▶ **Available data**
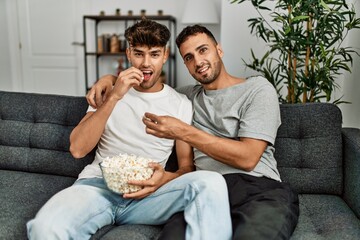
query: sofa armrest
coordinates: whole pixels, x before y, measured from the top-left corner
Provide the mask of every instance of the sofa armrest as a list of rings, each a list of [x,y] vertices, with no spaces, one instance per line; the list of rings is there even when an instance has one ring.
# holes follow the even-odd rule
[[[360,129],[343,128],[344,200],[360,218]]]

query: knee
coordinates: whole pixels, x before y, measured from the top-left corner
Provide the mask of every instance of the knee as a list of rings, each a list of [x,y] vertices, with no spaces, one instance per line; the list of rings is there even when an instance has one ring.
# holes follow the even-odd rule
[[[68,239],[57,224],[51,224],[48,220],[38,218],[30,220],[27,224],[28,239]]]
[[[45,236],[48,238],[52,236],[49,233],[49,226],[46,226],[46,221],[42,222],[38,219],[32,219],[27,224],[27,235],[31,239],[43,239]]]
[[[197,171],[196,173],[194,184],[199,190],[209,190],[210,194],[228,195],[225,179],[220,173],[213,171]]]

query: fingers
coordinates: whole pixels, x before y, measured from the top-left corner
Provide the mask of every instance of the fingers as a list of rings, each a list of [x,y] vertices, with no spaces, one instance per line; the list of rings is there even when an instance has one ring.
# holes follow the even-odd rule
[[[130,87],[140,85],[143,79],[144,77],[142,71],[135,67],[122,71],[118,77],[105,75],[92,86],[86,94],[86,100],[90,106],[98,108],[105,102],[107,96],[113,90],[114,82],[116,85],[120,85],[117,88],[117,95],[121,98]]]
[[[122,71],[119,76],[118,80],[124,83],[128,83],[129,85],[140,85],[144,79],[144,75],[142,71],[135,67],[131,67]]]
[[[123,195],[123,198],[142,199],[144,197],[149,196],[151,193],[152,193],[152,191],[149,191],[147,188],[143,188],[134,193],[125,193]]]
[[[88,102],[88,104],[93,107],[96,108],[96,102],[95,102],[95,91],[93,88],[91,88],[88,93],[86,94],[86,101]]]
[[[160,116],[146,112],[143,117],[143,122],[145,123],[145,125],[147,125],[146,123],[148,122],[151,122],[153,124],[158,124],[160,122],[160,119],[161,119]]]
[[[145,113],[142,121],[146,126],[145,132],[147,134],[151,134],[151,135],[153,135],[155,137],[159,137],[159,138],[163,137],[163,133],[162,133],[162,131],[160,131],[160,128],[161,128],[161,126],[160,126],[161,117],[160,116],[157,116],[152,113]]]
[[[150,195],[151,193],[153,193],[156,190],[156,187],[154,186],[155,183],[153,180],[130,180],[128,181],[129,184],[131,185],[137,185],[137,186],[142,186],[143,188],[140,189],[137,192],[134,193],[126,193],[123,195],[124,198],[134,198],[134,199],[140,199],[140,198],[144,198],[148,195]]]
[[[158,123],[157,122],[153,122],[151,121],[149,118],[146,118],[145,116],[143,117],[143,123],[145,124],[146,128],[145,128],[145,132],[147,134],[151,134],[155,137],[162,137],[160,135],[160,132],[158,131]]]
[[[149,196],[155,192],[161,185],[161,179],[164,176],[165,170],[159,163],[149,163],[149,167],[154,169],[154,173],[148,180],[129,180],[128,183],[132,185],[142,186],[143,188],[134,193],[124,194],[124,198],[141,199]]]
[[[103,94],[102,94],[102,96],[103,96],[102,102],[103,102],[103,103],[105,102],[107,96],[110,94],[110,92],[111,92],[112,89],[113,89],[113,86],[106,86],[106,87],[105,87],[105,90],[104,90],[104,92],[103,92]]]
[[[86,100],[91,107],[98,108],[104,103],[108,94],[108,87],[105,87],[105,89],[103,90],[101,89],[101,87],[94,85],[86,94]]]
[[[151,175],[151,177],[147,180],[129,180],[128,183],[132,184],[132,185],[137,185],[137,186],[155,186],[156,182],[158,181],[158,171],[164,171],[164,168],[156,162],[150,162],[149,163],[149,167],[152,168],[154,170],[153,174]]]
[[[101,88],[95,88],[95,103],[97,107],[100,107],[103,104],[103,96],[102,96]]]
[[[115,83],[113,94],[121,99],[131,87],[139,86],[143,81],[143,73],[137,68],[129,68],[122,71]]]
[[[153,113],[146,112],[144,116],[149,118],[153,122],[157,122],[159,120],[159,116]]]
[[[113,75],[102,76],[86,94],[86,100],[93,108],[100,107],[112,89],[116,77]]]

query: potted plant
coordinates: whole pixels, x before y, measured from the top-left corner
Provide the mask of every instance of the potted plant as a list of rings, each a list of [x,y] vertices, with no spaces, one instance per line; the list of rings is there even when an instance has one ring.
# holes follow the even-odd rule
[[[360,27],[354,7],[346,0],[251,0],[251,4],[258,13],[248,19],[251,33],[269,50],[260,58],[251,50],[252,60],[245,65],[274,85],[281,103],[332,100],[336,78],[351,72],[352,57],[358,54],[344,46],[348,33]]]

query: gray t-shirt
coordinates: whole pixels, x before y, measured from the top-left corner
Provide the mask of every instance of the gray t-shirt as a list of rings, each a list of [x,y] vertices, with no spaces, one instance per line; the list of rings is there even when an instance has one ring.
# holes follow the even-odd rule
[[[221,174],[245,173],[281,181],[273,147],[281,124],[280,108],[277,93],[265,78],[251,77],[243,83],[219,90],[204,90],[201,85],[196,85],[187,95],[193,101],[193,125],[196,128],[219,137],[234,140],[248,137],[269,143],[251,172],[216,161],[194,149],[197,170],[212,170]]]

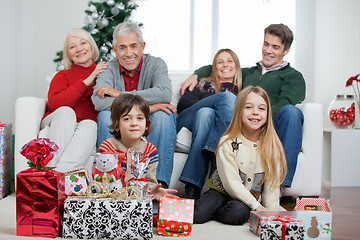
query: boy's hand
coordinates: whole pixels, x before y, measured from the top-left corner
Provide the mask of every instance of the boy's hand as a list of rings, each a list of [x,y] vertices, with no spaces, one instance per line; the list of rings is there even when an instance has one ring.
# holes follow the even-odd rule
[[[162,195],[173,195],[171,193],[177,193],[176,189],[165,189],[161,187],[161,184],[159,183],[152,189],[148,191],[149,195],[151,196],[151,200],[160,201],[160,196]]]

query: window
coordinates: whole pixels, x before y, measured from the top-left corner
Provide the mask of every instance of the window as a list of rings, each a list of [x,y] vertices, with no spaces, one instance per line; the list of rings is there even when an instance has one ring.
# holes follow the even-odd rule
[[[145,53],[172,73],[192,73],[230,48],[241,66],[261,60],[264,28],[284,23],[295,33],[295,0],[138,0],[133,20],[143,23]],[[296,34],[295,34],[296,35]],[[295,38],[296,39],[296,38]],[[295,44],[285,57],[294,66]]]

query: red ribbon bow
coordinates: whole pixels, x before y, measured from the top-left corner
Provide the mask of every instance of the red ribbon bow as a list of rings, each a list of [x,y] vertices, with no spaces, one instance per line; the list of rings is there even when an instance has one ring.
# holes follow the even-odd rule
[[[286,234],[286,223],[288,222],[300,222],[299,220],[292,219],[291,216],[283,216],[283,215],[276,215],[274,218],[269,219],[271,221],[280,221],[281,222],[281,240],[285,240]]]
[[[146,178],[130,178],[128,182],[137,181],[137,182],[147,182]]]

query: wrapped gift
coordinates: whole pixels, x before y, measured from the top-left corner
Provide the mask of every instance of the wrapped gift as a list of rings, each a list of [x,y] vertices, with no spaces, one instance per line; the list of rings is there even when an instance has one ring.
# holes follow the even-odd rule
[[[12,125],[0,123],[0,199],[10,193],[12,171]]]
[[[64,238],[151,239],[150,199],[68,197],[64,206]]]
[[[57,145],[49,139],[32,140],[21,149],[31,168],[16,175],[18,236],[61,235],[64,174],[45,167],[57,151]]]
[[[329,200],[324,198],[297,199],[294,216],[304,223],[305,239],[331,239],[332,210]]]
[[[85,168],[74,169],[65,173],[65,195],[81,196],[86,195],[89,185],[89,175]]]
[[[281,215],[281,216],[292,216],[292,211],[251,211],[250,212],[250,231],[260,236],[261,232],[261,223],[272,216]]]
[[[188,236],[194,221],[194,200],[161,196],[157,229],[165,236]]]
[[[300,220],[291,216],[276,215],[264,219],[260,224],[261,240],[302,240],[304,239],[304,225]]]

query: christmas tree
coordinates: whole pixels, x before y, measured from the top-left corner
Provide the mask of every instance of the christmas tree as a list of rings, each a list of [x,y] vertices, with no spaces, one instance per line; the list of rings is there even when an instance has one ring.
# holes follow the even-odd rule
[[[115,26],[128,20],[138,5],[132,0],[100,0],[89,1],[88,6],[85,10],[83,29],[90,32],[100,50],[97,62],[109,61],[115,57],[112,50],[112,34]],[[62,51],[58,51],[54,59],[57,71],[64,69],[62,54]]]

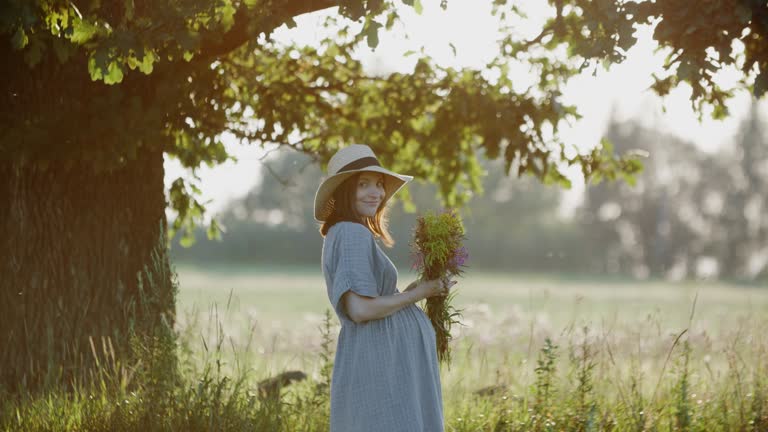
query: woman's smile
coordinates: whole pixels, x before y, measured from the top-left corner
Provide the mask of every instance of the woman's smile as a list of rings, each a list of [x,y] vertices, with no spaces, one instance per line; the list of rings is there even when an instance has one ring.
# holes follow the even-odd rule
[[[384,199],[384,175],[364,172],[357,181],[357,211],[363,216],[373,217]]]

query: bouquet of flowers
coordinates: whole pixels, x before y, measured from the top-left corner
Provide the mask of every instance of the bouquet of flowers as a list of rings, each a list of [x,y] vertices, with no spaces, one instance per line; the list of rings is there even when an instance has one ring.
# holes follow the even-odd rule
[[[462,242],[464,226],[461,217],[454,209],[445,209],[438,214],[427,212],[416,219],[411,249],[413,269],[420,279],[432,280],[450,276],[460,276],[469,254]],[[432,322],[437,341],[437,357],[440,362],[450,364],[451,353],[448,343],[451,340],[451,326],[458,324],[456,317],[461,311],[451,305],[455,291],[448,296],[427,298],[424,312]]]

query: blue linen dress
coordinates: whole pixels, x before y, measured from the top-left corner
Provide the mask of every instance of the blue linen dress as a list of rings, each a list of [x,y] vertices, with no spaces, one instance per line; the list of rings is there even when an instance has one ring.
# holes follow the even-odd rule
[[[328,299],[341,322],[331,378],[331,432],[443,432],[435,330],[411,303],[357,324],[344,314],[348,290],[394,295],[397,269],[362,224],[338,222],[323,240]]]

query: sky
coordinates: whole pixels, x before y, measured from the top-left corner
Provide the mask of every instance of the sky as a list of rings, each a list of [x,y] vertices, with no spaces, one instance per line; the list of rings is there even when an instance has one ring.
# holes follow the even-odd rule
[[[421,14],[401,5],[402,25],[392,31],[380,30],[379,45],[375,50],[367,46],[358,51],[366,67],[377,71],[411,71],[417,55],[404,56],[409,50],[419,51],[422,47],[435,62],[443,66],[481,68],[491,60],[498,38],[498,24],[491,15],[491,2],[487,0],[449,0],[447,10],[442,10],[439,2],[424,1]],[[537,35],[541,24],[551,10],[546,1],[525,2],[528,20],[515,23],[515,31],[526,38]],[[273,37],[278,41],[296,41],[313,44],[325,35],[320,25],[322,17],[331,11],[306,14],[296,19],[297,26],[288,29],[278,28]],[[741,121],[749,110],[751,96],[740,92],[729,102],[731,115],[723,121],[714,121],[706,116],[700,123],[691,109],[690,88],[678,86],[663,100],[648,87],[651,85],[653,72],[660,72],[664,54],[654,53],[655,42],[651,38],[652,30],[648,27],[639,29],[635,36],[638,43],[627,53],[627,59],[614,65],[608,71],[589,69],[574,77],[566,86],[563,98],[566,103],[578,106],[583,116],[572,125],[562,127],[560,137],[564,142],[574,143],[580,148],[589,148],[599,143],[607,123],[613,113],[618,120],[634,119],[646,126],[664,131],[685,140],[692,141],[702,150],[715,151],[732,142],[738,132]],[[455,53],[451,48],[455,47]],[[516,73],[514,70],[511,73]],[[724,71],[718,75],[723,83],[733,83],[738,73]],[[513,76],[513,81],[527,79],[523,74]],[[761,112],[768,124],[768,99],[763,98]],[[666,108],[664,110],[664,108]],[[207,202],[208,218],[220,211],[228,201],[245,195],[257,185],[261,177],[261,166],[272,155],[265,154],[275,148],[267,145],[240,145],[231,137],[224,136],[227,149],[238,161],[228,161],[213,168],[203,166],[197,170],[202,191],[202,199]],[[173,159],[165,161],[166,187],[177,177],[190,178]],[[569,173],[574,187],[564,196],[564,213],[569,213],[580,201],[584,185],[577,170]],[[318,183],[319,183],[318,179]],[[169,217],[171,215],[169,214]]]

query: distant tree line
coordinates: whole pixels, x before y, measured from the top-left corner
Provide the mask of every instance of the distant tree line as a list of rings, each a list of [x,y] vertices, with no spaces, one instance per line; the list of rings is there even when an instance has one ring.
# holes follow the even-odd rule
[[[575,223],[593,271],[766,278],[768,140],[755,104],[735,145],[714,154],[632,124],[611,124],[607,137],[650,157],[634,186],[587,189]]]
[[[615,274],[636,278],[768,278],[768,147],[753,108],[736,145],[706,153],[693,143],[637,123],[612,121],[606,138],[617,153],[649,153],[634,185],[587,187],[572,217],[560,216],[563,192],[504,172],[501,161],[480,157],[484,192],[461,209],[478,270]],[[312,203],[322,177],[300,153],[265,162],[259,186],[220,215],[222,241],[181,248],[177,260],[319,266],[322,238]],[[514,173],[514,167],[510,173]],[[435,185],[408,186],[421,213],[439,210]],[[411,265],[411,230],[418,213],[401,202],[391,211],[396,241],[387,254],[399,269]]]
[[[567,266],[575,270],[581,259],[577,230],[557,216],[560,190],[534,178],[508,177],[503,161],[481,158],[487,171],[485,192],[461,209],[472,268],[549,271]],[[322,237],[312,217],[314,194],[322,174],[316,164],[296,152],[282,153],[265,163],[259,186],[236,200],[219,215],[225,229],[221,241],[198,230],[189,248],[174,242],[176,260],[229,262],[253,265],[300,264],[319,266]],[[410,246],[416,216],[427,209],[439,211],[435,185],[414,181],[407,186],[418,213],[408,213],[402,202],[390,212],[393,249],[384,249],[399,269],[411,265]],[[318,267],[319,268],[319,267]]]

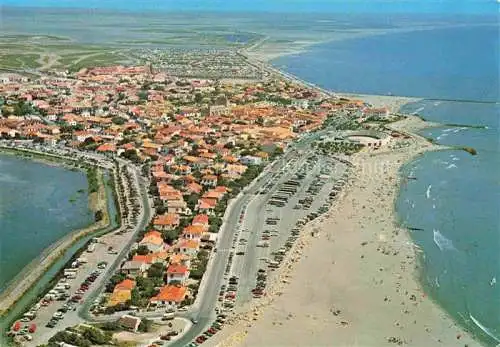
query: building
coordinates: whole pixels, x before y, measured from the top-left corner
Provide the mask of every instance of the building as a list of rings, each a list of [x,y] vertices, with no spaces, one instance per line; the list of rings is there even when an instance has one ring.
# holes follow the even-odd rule
[[[139,325],[141,325],[142,320],[139,317],[131,316],[125,314],[120,317],[118,320],[118,324],[126,330],[133,331],[134,333],[139,329]]]
[[[200,249],[200,242],[196,240],[182,240],[177,245],[177,248],[181,254],[195,256]]]
[[[189,269],[187,266],[172,264],[167,268],[167,284],[184,284],[189,278]]]
[[[201,178],[201,185],[208,187],[215,187],[217,185],[217,176],[205,175]]]
[[[163,249],[163,238],[161,233],[152,230],[146,233],[139,242],[139,246],[146,246],[151,252],[159,252]]]
[[[157,216],[153,221],[155,228],[160,230],[172,230],[178,227],[179,223],[180,217],[176,213],[167,213]]]
[[[228,105],[212,105],[209,110],[210,116],[227,116],[231,113]]]
[[[132,298],[132,290],[135,288],[135,285],[136,282],[131,279],[125,279],[118,283],[108,299],[107,306],[116,306],[126,303]]]
[[[150,299],[150,303],[156,306],[177,307],[186,298],[187,288],[177,285],[166,285],[160,289],[158,295]]]
[[[240,161],[244,165],[260,165],[260,164],[262,164],[262,158],[254,157],[251,155],[246,155],[244,157],[241,157]]]
[[[196,209],[205,214],[212,214],[217,206],[217,199],[201,198],[198,200]]]
[[[143,276],[151,265],[142,261],[130,260],[123,264],[121,271],[134,277]]]
[[[209,227],[209,218],[208,215],[206,214],[198,214],[194,216],[193,222],[191,223],[193,225],[202,225],[208,229]]]
[[[208,231],[208,227],[205,225],[188,225],[182,231],[182,236],[187,240],[200,241],[203,233]]]

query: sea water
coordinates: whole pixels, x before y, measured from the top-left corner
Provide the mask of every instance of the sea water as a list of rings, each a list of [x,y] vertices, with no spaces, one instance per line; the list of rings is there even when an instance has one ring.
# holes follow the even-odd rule
[[[83,172],[0,154],[0,292],[66,234],[88,226]]]
[[[417,180],[403,184],[396,207],[401,223],[417,228],[411,236],[423,250],[427,293],[491,346],[500,342],[498,30],[475,25],[373,36],[273,62],[334,91],[426,98],[403,111],[454,126],[422,135],[477,150],[432,152],[408,163],[401,174]]]

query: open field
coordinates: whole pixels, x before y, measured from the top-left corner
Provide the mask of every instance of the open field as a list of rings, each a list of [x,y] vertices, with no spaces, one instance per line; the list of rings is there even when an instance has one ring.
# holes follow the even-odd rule
[[[96,10],[89,15],[83,10],[6,7],[2,13],[0,49],[4,54],[0,67],[76,70],[92,64],[131,63],[129,50],[142,48],[245,49],[247,55],[268,61],[321,42],[469,23],[467,18],[458,17],[394,16],[388,22],[383,17],[331,14],[225,16],[203,12],[194,16],[196,21],[193,13],[144,12],[138,20],[126,12]],[[491,23],[491,18],[478,18],[474,25],[485,23]],[[102,55],[82,57],[98,52]],[[38,55],[39,62],[30,56],[20,60],[9,57],[17,54]]]

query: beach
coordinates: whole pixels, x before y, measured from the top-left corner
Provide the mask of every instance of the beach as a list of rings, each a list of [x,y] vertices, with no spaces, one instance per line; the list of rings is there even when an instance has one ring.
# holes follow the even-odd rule
[[[425,126],[418,117],[391,125]],[[401,166],[441,147],[420,136],[400,144],[351,157],[339,200],[305,227],[268,296],[208,345],[479,345],[425,295],[418,250],[395,219]]]
[[[5,153],[9,153],[6,151]],[[66,165],[57,163],[53,158],[39,155],[36,160],[46,162],[49,165]],[[106,228],[110,223],[107,208],[107,194],[104,186],[102,171],[98,171],[99,189],[97,192],[89,194],[88,204],[91,211],[102,211],[103,217],[99,222],[92,223],[86,228],[75,230],[64,238],[58,240],[45,249],[40,256],[31,261],[23,270],[8,284],[0,295],[0,316],[5,315],[9,309],[28,291],[36,281],[50,268],[50,266],[82,237]]]

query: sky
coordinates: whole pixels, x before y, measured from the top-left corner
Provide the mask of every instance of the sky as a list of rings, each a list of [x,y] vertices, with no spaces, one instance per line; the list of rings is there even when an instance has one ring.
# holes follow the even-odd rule
[[[167,11],[498,13],[500,0],[0,0],[0,5]]]

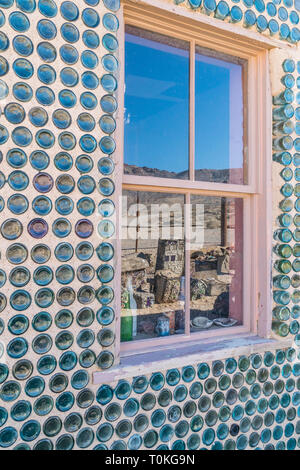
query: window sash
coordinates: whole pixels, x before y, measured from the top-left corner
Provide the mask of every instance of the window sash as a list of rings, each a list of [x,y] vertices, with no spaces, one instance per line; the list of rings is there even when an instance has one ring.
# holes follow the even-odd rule
[[[126,24],[127,26],[127,24]],[[132,25],[129,25],[132,26]],[[133,26],[134,27],[134,26]],[[146,29],[146,28],[138,28]],[[130,31],[130,34],[134,34],[134,31]],[[161,32],[165,36],[174,37],[175,35],[170,35],[168,31]],[[199,43],[193,39],[186,38],[185,41],[189,43],[189,177],[186,180],[183,179],[168,179],[168,178],[159,178],[153,176],[137,176],[137,175],[126,175],[124,174],[124,183],[127,184],[155,184],[156,186],[168,186],[173,188],[192,188],[192,189],[203,189],[203,190],[219,190],[226,192],[242,192],[242,193],[252,193],[254,188],[249,182],[250,174],[248,174],[249,167],[249,156],[248,156],[248,64],[245,59],[241,59],[238,56],[231,56],[228,54],[212,51],[207,48],[203,48]],[[225,62],[240,63],[242,66],[242,89],[243,89],[243,184],[233,184],[233,183],[215,183],[215,182],[206,182],[206,181],[196,181],[195,179],[195,148],[196,148],[196,49],[201,49],[204,55],[207,57],[214,57]],[[230,163],[228,165],[229,172],[231,171]]]

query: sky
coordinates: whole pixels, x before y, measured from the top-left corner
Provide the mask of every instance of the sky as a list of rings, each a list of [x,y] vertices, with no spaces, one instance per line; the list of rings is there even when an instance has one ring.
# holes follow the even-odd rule
[[[125,163],[188,168],[189,52],[126,33]],[[195,168],[242,166],[241,66],[196,54]]]

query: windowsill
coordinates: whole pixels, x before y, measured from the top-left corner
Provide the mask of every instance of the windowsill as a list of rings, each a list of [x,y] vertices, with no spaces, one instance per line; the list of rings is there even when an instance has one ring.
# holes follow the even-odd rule
[[[293,338],[260,338],[248,334],[234,336],[220,341],[201,341],[201,344],[189,343],[184,347],[172,347],[134,356],[121,357],[121,363],[107,371],[93,373],[93,383],[115,382],[152,372],[181,368],[200,362],[215,361],[228,357],[250,355],[276,349],[286,349],[293,344]],[[162,358],[163,357],[163,358]]]

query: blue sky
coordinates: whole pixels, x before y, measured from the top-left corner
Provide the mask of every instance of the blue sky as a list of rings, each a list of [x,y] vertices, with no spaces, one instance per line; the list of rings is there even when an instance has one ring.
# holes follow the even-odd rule
[[[189,53],[126,34],[125,163],[188,168]],[[241,167],[241,67],[196,54],[196,169]]]

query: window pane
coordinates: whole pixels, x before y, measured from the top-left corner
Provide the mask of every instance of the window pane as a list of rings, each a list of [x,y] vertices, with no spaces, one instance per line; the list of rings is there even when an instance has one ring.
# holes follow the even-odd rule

▶ **Exercise**
Filter the listing for the word "linen" and copy each line that has it.

▶ **Expected answer**
query: blue linen dress
Provide the mask of every instance of the blue linen dress as a list of rings, each a list of [x,y] vertices, with no spaces, one instance per line; the list of rings is there even when an instance has one ring.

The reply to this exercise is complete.